**Requisito A:** Reúna todas as linhas dos registros que contêm a palavra "Vertices", diferenciando maiúsculas de minúsculas.

Analisado à luz das regras de experiência comum e dos princípios da lógica, o mencionado acervo factual, julgado provado, indicia a pertença à herança de, pelo menos, parte do dinheiro e demais valores indicados nas alíneas ae), ag) e aj) de 3.1.1.»

             

   Quid iuris?     


  3. Em primeiro lugar, importa concluir que da análise das alegações dos recorrentes e dos meios de prova para os quais remetem para fundamentar a revogação do acórdão recorrido, não está em causa nem foi invocado um documento autêntico ou autenticado, confissão judicial ou qualquer outra prova de valor tabelado, que permitisse a este Supremo Tribunal de Justiça alterar a factualidade dada como provada e não provada após a modificação da matéria de facto a que procedeu o Tribunal da Relação. Os recorrentes para fundamentar as presunções judiciais tiradas pela 1.ª instância limitam-se a remeter para prova testemunhal e documental relativa à abertura de uma conta pela A na data do falecimento do marido, a recibos assinados pela autora, à atividade profissional do de cujus e aos seus rendimentos e informações bancárias, meios de prova de livre apreciação pelas instâncias e que estão fora dos poderes cognitivos deste Supremo Tribunal de Justiça.

**Registros do conjunto:**
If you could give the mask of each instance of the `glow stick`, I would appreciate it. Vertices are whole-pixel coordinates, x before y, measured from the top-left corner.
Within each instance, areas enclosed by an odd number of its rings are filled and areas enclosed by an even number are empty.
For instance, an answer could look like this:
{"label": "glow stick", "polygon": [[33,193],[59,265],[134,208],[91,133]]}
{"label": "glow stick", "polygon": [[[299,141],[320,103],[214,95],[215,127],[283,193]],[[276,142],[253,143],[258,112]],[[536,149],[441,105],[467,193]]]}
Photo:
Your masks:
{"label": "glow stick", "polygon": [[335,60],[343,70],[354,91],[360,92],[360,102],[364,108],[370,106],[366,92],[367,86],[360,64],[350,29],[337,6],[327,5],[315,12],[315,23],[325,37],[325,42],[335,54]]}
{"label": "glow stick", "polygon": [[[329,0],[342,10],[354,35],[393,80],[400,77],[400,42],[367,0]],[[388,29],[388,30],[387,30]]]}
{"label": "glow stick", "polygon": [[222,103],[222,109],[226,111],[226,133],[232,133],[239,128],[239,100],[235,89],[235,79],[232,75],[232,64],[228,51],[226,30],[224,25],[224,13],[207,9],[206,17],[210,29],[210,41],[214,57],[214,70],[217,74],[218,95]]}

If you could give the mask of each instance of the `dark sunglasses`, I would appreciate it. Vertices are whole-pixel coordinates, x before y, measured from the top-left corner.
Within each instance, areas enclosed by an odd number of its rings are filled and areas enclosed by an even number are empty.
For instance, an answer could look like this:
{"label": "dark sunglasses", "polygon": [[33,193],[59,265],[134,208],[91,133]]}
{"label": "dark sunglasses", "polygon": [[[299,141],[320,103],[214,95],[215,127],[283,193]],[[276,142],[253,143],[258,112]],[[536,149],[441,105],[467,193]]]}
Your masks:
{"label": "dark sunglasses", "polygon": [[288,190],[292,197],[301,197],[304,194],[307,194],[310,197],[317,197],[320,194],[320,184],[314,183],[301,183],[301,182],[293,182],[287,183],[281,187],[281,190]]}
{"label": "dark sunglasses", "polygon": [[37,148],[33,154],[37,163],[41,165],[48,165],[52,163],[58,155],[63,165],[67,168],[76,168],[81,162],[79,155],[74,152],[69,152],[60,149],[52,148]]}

**Requisito B:** Transcreva do excerto acima, sobre o recurso ao Supremo Tribunal de Justiça, a parte que abre com as palavras "Analisado à luz" e fecha com "Quid iuris?".

**Resultado do exercício A:**
If you could give the mask of each instance of the `glow stick`, I would appreciate it. Vertices are whole-pixel coordinates, x before y, measured from the top-left corner.
If you could give the mask of each instance of the `dark sunglasses`, I would appreciate it. Vertices are whole-pixel coordinates, x before y, measured from the top-left corner.

**Resultado do exercício B:**
Analisado à luz das regras de experiência comum e dos princípios da lógica, o mencionado acervo factual, julgado provado, indicia a pertença à herança de, pelo menos, parte do dinheiro e demais valores indicados nas alíneas ae), ag) e aj) de 3.1.1.»

             

   Quid iuris?